**Requirement 1:** Using the passage on optimizing the collision routine, state whether each statement agrees with it: (a) for the ES, the inner grid point loop was blocked to increase cache re-use; (b) the temporary arrays introduced were padded to reduce memory bank conflicts; (c) on the X1, user restructuring was needed for the compiler to vectorize the inner grid point loop. Answer yes or no for each, quoting the deciding words of the passage.

Various schemes were tried in order to optimize the collision routine for each of the architectures. The basic computational structure consists of two nested loops over spatial grid points (typically 100-1000 iterations) with inner loops over velocity streaming vectors and magnetic field streaming vectors (typically 10-30 iterations), performing various algebraic expressions. For the Power3/4 and Altix systems, the inner grid point loop was blocked to increase cache re-use leading to a modest improvement in performance for the largest grids and smallest concurrencies. For the ES, the inner grid point loop was taken inside the streaming loops and vectorized. The temporary arrays introduced were padded to reduce memory bank conflicts. We note that the compiler was unable to perform this transformation based on the original code. In the case of the X1, the compiler did an excellent job, multi-streaming the outer grid point loop and vectorizing (via strip mining) the inner grid point loop without any user restructuring being required. No additional vectorization effort was required due to the data-parallel nature of LBMHD.

(Point annotation records)
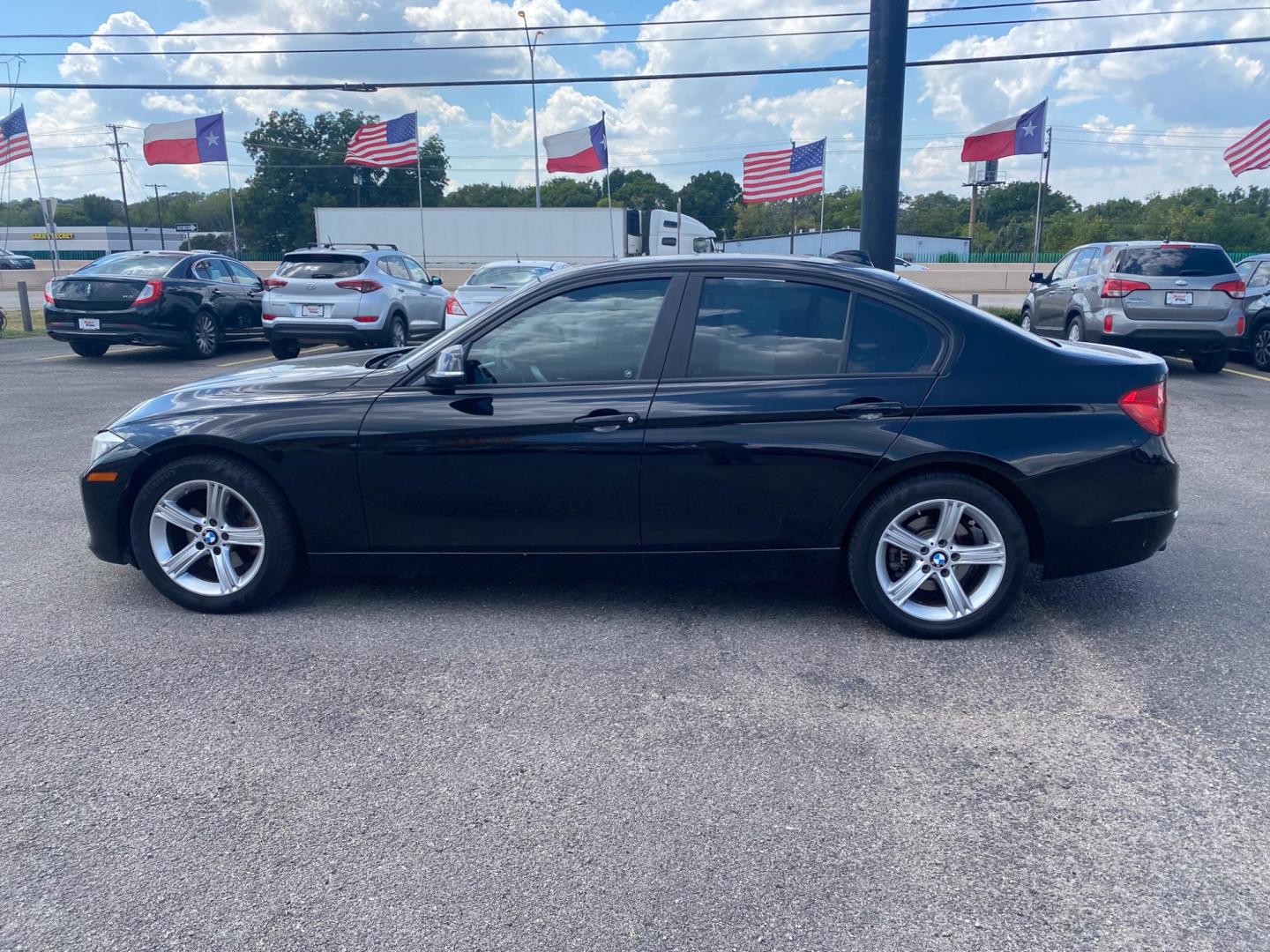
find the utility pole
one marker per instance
(884, 123)
(163, 244)
(123, 190)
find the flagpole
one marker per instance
(1042, 184)
(418, 167)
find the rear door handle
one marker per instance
(606, 420)
(869, 409)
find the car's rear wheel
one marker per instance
(938, 556)
(205, 337)
(285, 349)
(1261, 346)
(90, 348)
(213, 534)
(1212, 362)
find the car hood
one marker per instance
(272, 383)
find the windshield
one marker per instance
(131, 265)
(320, 267)
(512, 276)
(1174, 262)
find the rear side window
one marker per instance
(885, 340)
(759, 328)
(1175, 262)
(320, 267)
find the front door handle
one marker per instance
(605, 420)
(870, 409)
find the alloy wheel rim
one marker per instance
(1261, 349)
(205, 334)
(940, 560)
(206, 537)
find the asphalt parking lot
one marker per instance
(588, 764)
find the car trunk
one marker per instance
(94, 294)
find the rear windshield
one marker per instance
(510, 274)
(1177, 262)
(131, 265)
(322, 267)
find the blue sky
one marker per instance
(1124, 126)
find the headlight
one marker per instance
(103, 443)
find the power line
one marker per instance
(536, 26)
(458, 48)
(649, 78)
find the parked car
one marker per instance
(1165, 297)
(16, 260)
(696, 412)
(1255, 271)
(361, 294)
(493, 282)
(190, 300)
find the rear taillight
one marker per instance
(149, 294)
(1117, 287)
(1148, 407)
(362, 286)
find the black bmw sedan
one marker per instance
(190, 300)
(716, 412)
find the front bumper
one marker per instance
(1108, 513)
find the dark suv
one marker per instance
(1163, 297)
(190, 300)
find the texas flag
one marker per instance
(1022, 135)
(187, 143)
(578, 150)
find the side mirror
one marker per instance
(449, 371)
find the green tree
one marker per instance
(712, 197)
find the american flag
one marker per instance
(1252, 152)
(385, 145)
(771, 176)
(14, 141)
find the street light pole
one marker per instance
(534, 93)
(163, 245)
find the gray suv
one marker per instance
(1165, 297)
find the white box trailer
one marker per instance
(464, 238)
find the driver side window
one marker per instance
(594, 334)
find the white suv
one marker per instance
(358, 294)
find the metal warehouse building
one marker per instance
(915, 248)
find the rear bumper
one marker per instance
(1106, 513)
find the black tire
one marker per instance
(1212, 362)
(280, 553)
(397, 334)
(285, 348)
(205, 337)
(90, 348)
(1261, 346)
(863, 546)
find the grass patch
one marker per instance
(13, 324)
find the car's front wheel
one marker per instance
(90, 348)
(1212, 362)
(213, 534)
(938, 556)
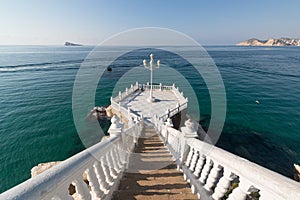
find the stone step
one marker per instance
(156, 176)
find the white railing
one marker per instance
(102, 165)
(116, 101)
(126, 93)
(211, 171)
(171, 112)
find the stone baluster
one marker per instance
(96, 192)
(199, 165)
(178, 107)
(189, 157)
(81, 189)
(120, 96)
(212, 177)
(115, 128)
(241, 192)
(223, 184)
(114, 161)
(104, 186)
(205, 170)
(189, 129)
(194, 160)
(118, 158)
(109, 179)
(111, 167)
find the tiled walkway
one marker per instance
(157, 177)
(138, 103)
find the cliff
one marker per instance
(271, 42)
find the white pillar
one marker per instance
(115, 128)
(189, 130)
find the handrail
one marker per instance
(103, 165)
(270, 184)
(211, 170)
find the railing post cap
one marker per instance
(115, 128)
(189, 130)
(169, 123)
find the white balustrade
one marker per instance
(215, 170)
(102, 176)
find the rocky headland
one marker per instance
(271, 42)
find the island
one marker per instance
(271, 42)
(71, 44)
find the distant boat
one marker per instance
(72, 44)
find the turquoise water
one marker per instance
(36, 122)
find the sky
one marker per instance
(210, 22)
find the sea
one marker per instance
(262, 87)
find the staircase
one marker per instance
(155, 175)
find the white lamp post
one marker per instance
(151, 67)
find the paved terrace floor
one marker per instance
(139, 105)
(155, 175)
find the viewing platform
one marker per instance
(145, 157)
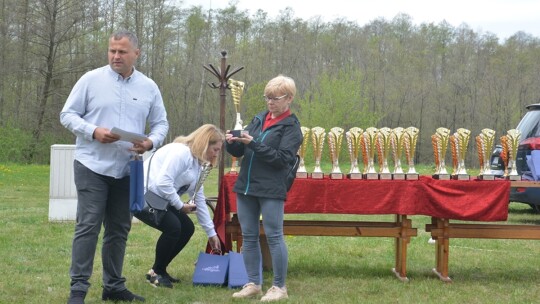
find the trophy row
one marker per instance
(459, 142)
(364, 144)
(392, 143)
(388, 144)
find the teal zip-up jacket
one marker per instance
(268, 157)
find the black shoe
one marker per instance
(164, 280)
(160, 281)
(172, 279)
(76, 297)
(124, 296)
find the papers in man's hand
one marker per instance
(128, 136)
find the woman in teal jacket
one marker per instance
(269, 149)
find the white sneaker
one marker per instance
(249, 290)
(275, 294)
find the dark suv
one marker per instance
(529, 126)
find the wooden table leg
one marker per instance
(401, 243)
(442, 248)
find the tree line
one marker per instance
(387, 73)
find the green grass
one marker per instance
(36, 254)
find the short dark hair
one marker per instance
(127, 34)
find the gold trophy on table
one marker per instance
(504, 155)
(439, 141)
(370, 144)
(484, 144)
(317, 138)
(462, 137)
(410, 140)
(397, 139)
(302, 172)
(383, 150)
(237, 89)
(354, 139)
(335, 137)
(513, 136)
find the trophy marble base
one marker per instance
(337, 176)
(398, 176)
(441, 176)
(355, 176)
(461, 177)
(371, 176)
(486, 177)
(385, 176)
(317, 175)
(412, 176)
(301, 175)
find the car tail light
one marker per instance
(532, 143)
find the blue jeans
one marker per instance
(249, 209)
(101, 200)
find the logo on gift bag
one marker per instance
(212, 269)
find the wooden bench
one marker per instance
(442, 230)
(400, 229)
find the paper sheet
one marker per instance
(128, 136)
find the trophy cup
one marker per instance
(205, 170)
(454, 152)
(302, 173)
(335, 136)
(396, 143)
(410, 140)
(370, 139)
(237, 89)
(462, 137)
(383, 149)
(317, 139)
(439, 140)
(354, 139)
(513, 136)
(484, 144)
(504, 155)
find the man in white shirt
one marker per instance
(116, 95)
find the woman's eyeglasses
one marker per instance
(267, 99)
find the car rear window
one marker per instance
(529, 126)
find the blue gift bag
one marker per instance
(211, 270)
(136, 185)
(237, 270)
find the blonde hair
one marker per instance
(280, 85)
(199, 141)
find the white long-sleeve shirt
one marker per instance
(172, 167)
(103, 98)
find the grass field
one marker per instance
(36, 254)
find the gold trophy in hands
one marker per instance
(383, 150)
(484, 144)
(439, 141)
(513, 137)
(237, 89)
(354, 139)
(396, 143)
(302, 172)
(370, 145)
(462, 137)
(411, 138)
(317, 138)
(335, 137)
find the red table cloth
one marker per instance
(474, 200)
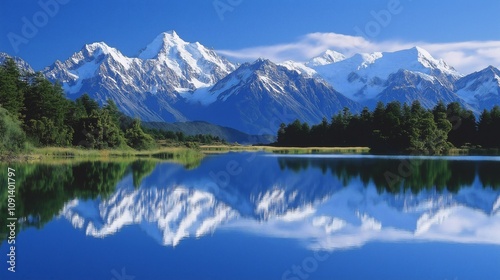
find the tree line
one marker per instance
(396, 128)
(34, 111)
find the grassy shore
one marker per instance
(211, 149)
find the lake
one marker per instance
(257, 216)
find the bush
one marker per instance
(12, 137)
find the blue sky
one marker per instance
(466, 34)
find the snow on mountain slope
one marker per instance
(146, 86)
(480, 90)
(259, 96)
(328, 57)
(363, 76)
(21, 64)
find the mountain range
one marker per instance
(172, 80)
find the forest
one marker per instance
(396, 128)
(35, 113)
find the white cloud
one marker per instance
(466, 57)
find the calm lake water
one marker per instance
(258, 216)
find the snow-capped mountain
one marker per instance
(480, 90)
(21, 64)
(258, 96)
(146, 86)
(365, 77)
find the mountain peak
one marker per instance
(328, 57)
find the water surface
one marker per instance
(259, 216)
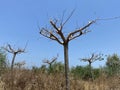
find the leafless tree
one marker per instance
(11, 50)
(57, 34)
(14, 52)
(50, 62)
(94, 57)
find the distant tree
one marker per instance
(56, 34)
(19, 64)
(50, 62)
(94, 57)
(113, 64)
(11, 50)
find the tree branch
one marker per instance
(49, 35)
(79, 32)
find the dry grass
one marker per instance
(28, 80)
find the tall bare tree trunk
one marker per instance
(66, 60)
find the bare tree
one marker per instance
(13, 51)
(50, 62)
(94, 57)
(57, 34)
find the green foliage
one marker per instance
(113, 65)
(85, 72)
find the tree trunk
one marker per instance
(12, 77)
(13, 59)
(66, 61)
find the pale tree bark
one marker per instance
(94, 57)
(57, 34)
(9, 49)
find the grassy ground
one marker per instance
(29, 80)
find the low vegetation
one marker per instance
(51, 77)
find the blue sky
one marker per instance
(19, 20)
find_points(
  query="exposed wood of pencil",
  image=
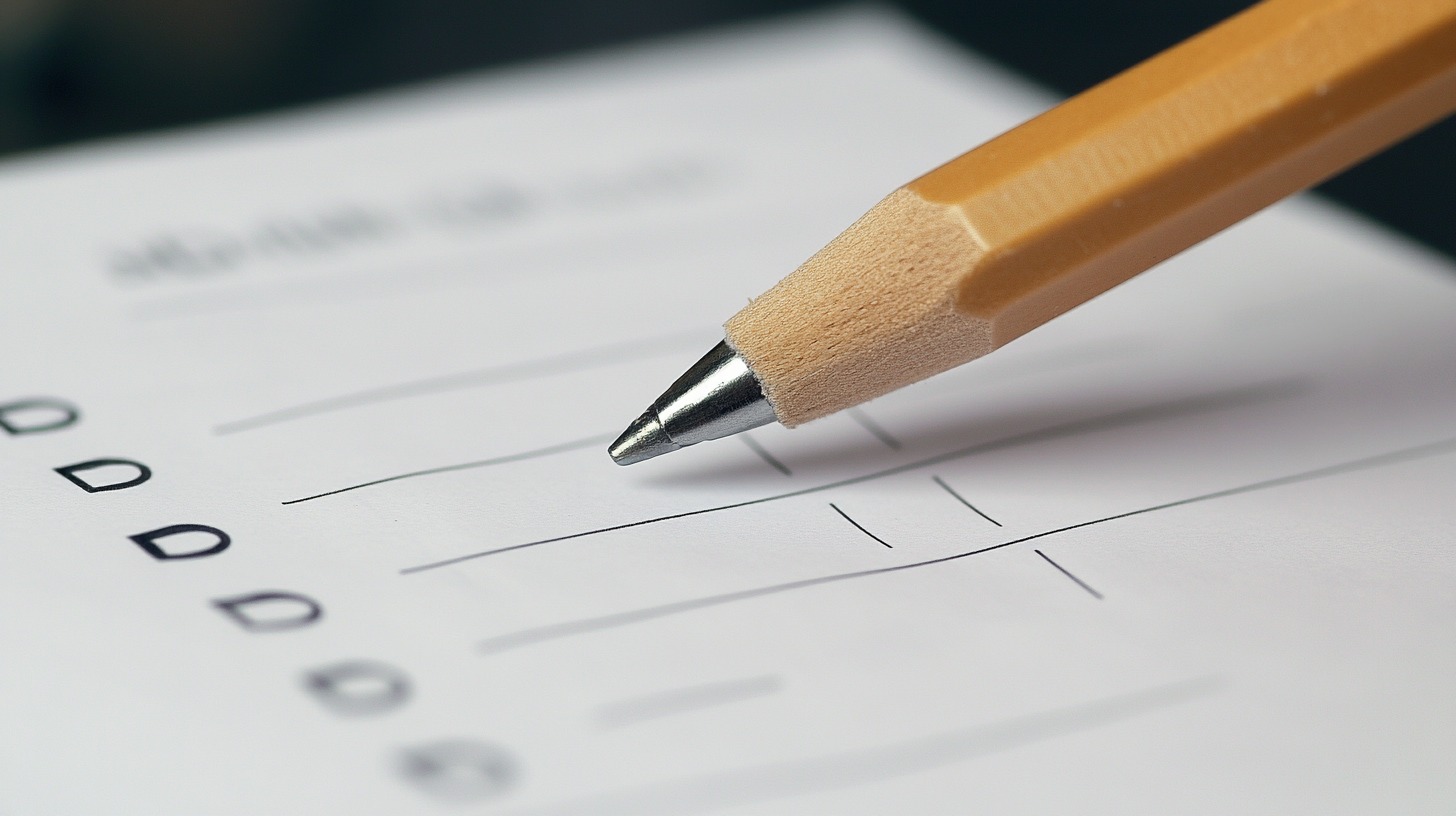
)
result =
(1097, 190)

**Requirement 2:** Report how many lines of the listing contain the string "table", treating case as significant. Give only the number.

**Full response 1:**
(a) No: "For the ES, the inner grid point loop was taken inside the streaming loops and vectorized."
(b) Yes: "The temporary arrays introduced were padded to reduce memory bank conflicts."
(c) No: "without any user restructuring being required."

**Full response 2:** 3